**EXERCISE DESCRIPTION**
Convert every line of the data below into a Markdown table with the columns Row and Line, numbering each row and leaving out blank lines.

Records drawn from a collection
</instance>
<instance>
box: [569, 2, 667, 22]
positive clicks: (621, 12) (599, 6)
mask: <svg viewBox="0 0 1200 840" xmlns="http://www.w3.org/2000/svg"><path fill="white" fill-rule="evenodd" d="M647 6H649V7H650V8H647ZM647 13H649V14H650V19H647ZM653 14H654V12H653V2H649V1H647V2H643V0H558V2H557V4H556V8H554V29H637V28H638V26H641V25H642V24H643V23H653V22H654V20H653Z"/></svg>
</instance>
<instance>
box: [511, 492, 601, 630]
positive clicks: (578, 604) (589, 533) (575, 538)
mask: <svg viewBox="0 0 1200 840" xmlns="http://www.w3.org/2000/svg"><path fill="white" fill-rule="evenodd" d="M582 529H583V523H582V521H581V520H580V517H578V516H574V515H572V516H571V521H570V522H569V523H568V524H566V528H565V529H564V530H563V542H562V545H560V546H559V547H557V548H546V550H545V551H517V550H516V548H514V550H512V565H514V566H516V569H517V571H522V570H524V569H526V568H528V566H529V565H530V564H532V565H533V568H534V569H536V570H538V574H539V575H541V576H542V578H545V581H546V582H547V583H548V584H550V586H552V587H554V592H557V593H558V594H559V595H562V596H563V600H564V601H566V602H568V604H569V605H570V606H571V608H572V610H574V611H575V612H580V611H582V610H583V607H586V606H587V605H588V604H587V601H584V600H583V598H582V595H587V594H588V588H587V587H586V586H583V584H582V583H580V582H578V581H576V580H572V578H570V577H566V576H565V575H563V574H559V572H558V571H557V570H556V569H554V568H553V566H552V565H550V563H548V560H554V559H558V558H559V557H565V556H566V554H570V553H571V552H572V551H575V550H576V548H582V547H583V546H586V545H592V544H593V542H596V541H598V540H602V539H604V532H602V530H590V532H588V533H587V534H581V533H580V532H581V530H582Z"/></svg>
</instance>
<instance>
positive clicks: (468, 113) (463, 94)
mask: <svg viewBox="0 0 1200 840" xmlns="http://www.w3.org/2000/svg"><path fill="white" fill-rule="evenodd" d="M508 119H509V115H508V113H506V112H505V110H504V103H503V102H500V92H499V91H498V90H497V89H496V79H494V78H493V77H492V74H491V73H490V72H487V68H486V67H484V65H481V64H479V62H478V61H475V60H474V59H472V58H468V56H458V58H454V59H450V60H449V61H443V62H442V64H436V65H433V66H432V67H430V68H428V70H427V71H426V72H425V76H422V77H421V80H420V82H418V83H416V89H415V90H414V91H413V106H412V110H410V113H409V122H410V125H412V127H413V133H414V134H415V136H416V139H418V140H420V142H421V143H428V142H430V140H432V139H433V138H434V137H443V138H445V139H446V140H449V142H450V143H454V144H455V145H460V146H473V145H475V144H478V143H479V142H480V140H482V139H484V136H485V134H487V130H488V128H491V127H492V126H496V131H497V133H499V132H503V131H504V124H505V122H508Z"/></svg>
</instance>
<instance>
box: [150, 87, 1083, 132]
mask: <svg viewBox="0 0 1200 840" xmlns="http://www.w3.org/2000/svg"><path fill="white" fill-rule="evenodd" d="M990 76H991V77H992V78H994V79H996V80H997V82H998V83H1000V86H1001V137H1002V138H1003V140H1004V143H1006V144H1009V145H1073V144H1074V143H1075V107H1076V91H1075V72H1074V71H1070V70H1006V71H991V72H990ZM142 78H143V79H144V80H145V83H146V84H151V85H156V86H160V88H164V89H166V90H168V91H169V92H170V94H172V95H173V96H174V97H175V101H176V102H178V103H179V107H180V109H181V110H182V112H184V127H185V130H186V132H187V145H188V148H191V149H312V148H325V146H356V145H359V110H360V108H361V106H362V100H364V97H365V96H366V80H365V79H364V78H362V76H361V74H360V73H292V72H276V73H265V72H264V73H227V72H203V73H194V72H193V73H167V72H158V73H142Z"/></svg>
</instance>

**EXERCISE RESULT**
| Row | Line |
|---|---|
| 1 | </instance> |
| 2 | <instance> |
| 3 | box: [569, 2, 667, 22] |
| 4 | positive clicks: (621, 12) (599, 6) |
| 5 | mask: <svg viewBox="0 0 1200 840" xmlns="http://www.w3.org/2000/svg"><path fill="white" fill-rule="evenodd" d="M647 6H649V7H650V8H647ZM647 13H649V14H650V19H647ZM653 14H654V12H653V2H649V1H647V2H643V0H558V2H557V4H556V8H554V29H637V28H638V26H641V25H642V24H643V23H653V22H654V20H653Z"/></svg> |
| 6 | </instance> |
| 7 | <instance> |
| 8 | box: [511, 492, 601, 630] |
| 9 | positive clicks: (578, 604) (589, 533) (575, 538) |
| 10 | mask: <svg viewBox="0 0 1200 840" xmlns="http://www.w3.org/2000/svg"><path fill="white" fill-rule="evenodd" d="M582 529H583V523H582V521H581V520H580V517H578V516H574V515H572V516H571V521H570V522H569V523H568V524H566V528H565V529H564V530H563V542H562V545H560V546H559V547H557V548H546V550H545V551H517V550H516V548H514V550H512V565H514V566H516V569H517V571H522V570H524V569H526V568H528V566H529V565H530V564H532V565H533V568H534V569H536V570H538V574H539V575H541V576H542V578H545V581H546V582H547V583H548V584H550V586H552V587H554V592H557V593H558V594H559V595H562V596H563V600H564V601H566V602H568V604H569V605H570V606H571V608H572V610H574V611H575V612H580V611H582V610H583V607H586V606H587V605H588V604H587V601H584V600H583V598H582V595H587V594H588V588H587V587H586V586H583V584H582V583H580V582H578V581H576V580H572V578H570V577H566V576H565V575H563V574H559V572H558V571H557V570H556V569H554V568H553V566H552V565H550V563H548V560H554V559H558V558H559V557H565V556H566V554H570V553H571V552H572V551H575V550H576V548H582V547H583V546H586V545H592V544H593V542H596V541H598V540H602V539H604V532H602V530H590V532H588V533H587V534H581V533H580V532H581V530H582Z"/></svg> |
| 11 | </instance> |
| 12 | <instance> |
| 13 | positive clicks: (468, 113) (463, 94) |
| 14 | mask: <svg viewBox="0 0 1200 840" xmlns="http://www.w3.org/2000/svg"><path fill="white" fill-rule="evenodd" d="M508 119H509V115H508V113H506V112H505V110H504V103H503V102H500V92H499V91H498V90H497V89H496V79H494V78H493V77H492V74H491V73H490V72H487V68H486V67H484V65H481V64H479V62H478V61H475V60H474V59H472V58H468V56H458V58H454V59H450V60H449V61H443V62H442V64H436V65H433V66H432V67H430V68H428V70H427V71H426V72H425V76H422V77H421V80H420V82H418V83H416V89H415V90H414V91H413V106H412V110H410V113H409V122H410V125H412V127H413V133H414V134H415V136H416V139H418V140H420V142H421V143H428V142H430V140H432V139H433V138H434V137H443V138H445V139H446V140H449V142H450V143H454V144H455V145H460V146H473V145H475V144H478V143H479V142H480V140H482V139H484V136H485V134H487V130H488V128H491V127H492V126H496V131H497V133H499V132H503V131H504V124H505V122H508Z"/></svg> |
| 15 | </instance> |
| 16 | <instance> |
| 17 | box: [150, 87, 1083, 132] |
| 18 | mask: <svg viewBox="0 0 1200 840" xmlns="http://www.w3.org/2000/svg"><path fill="white" fill-rule="evenodd" d="M990 76H991V77H992V78H994V79H996V80H997V82H998V83H1000V86H1001V137H1002V138H1003V140H1004V143H1006V144H1009V145H1073V144H1074V143H1075V107H1076V91H1075V72H1074V71H1070V70H1006V71H991V72H990ZM142 78H143V79H144V80H145V83H146V84H151V85H156V86H160V88H164V89H166V90H168V91H169V92H170V94H172V95H173V96H174V97H175V101H176V102H178V103H179V107H180V109H181V110H182V112H184V127H185V130H186V132H187V145H188V148H191V149H312V148H325V146H356V145H359V110H360V108H361V106H362V100H364V97H365V96H366V80H365V79H364V78H362V76H361V74H360V73H292V72H276V73H265V72H264V73H227V72H203V73H194V72H193V73H167V72H158V73H142Z"/></svg> |
| 19 | </instance> |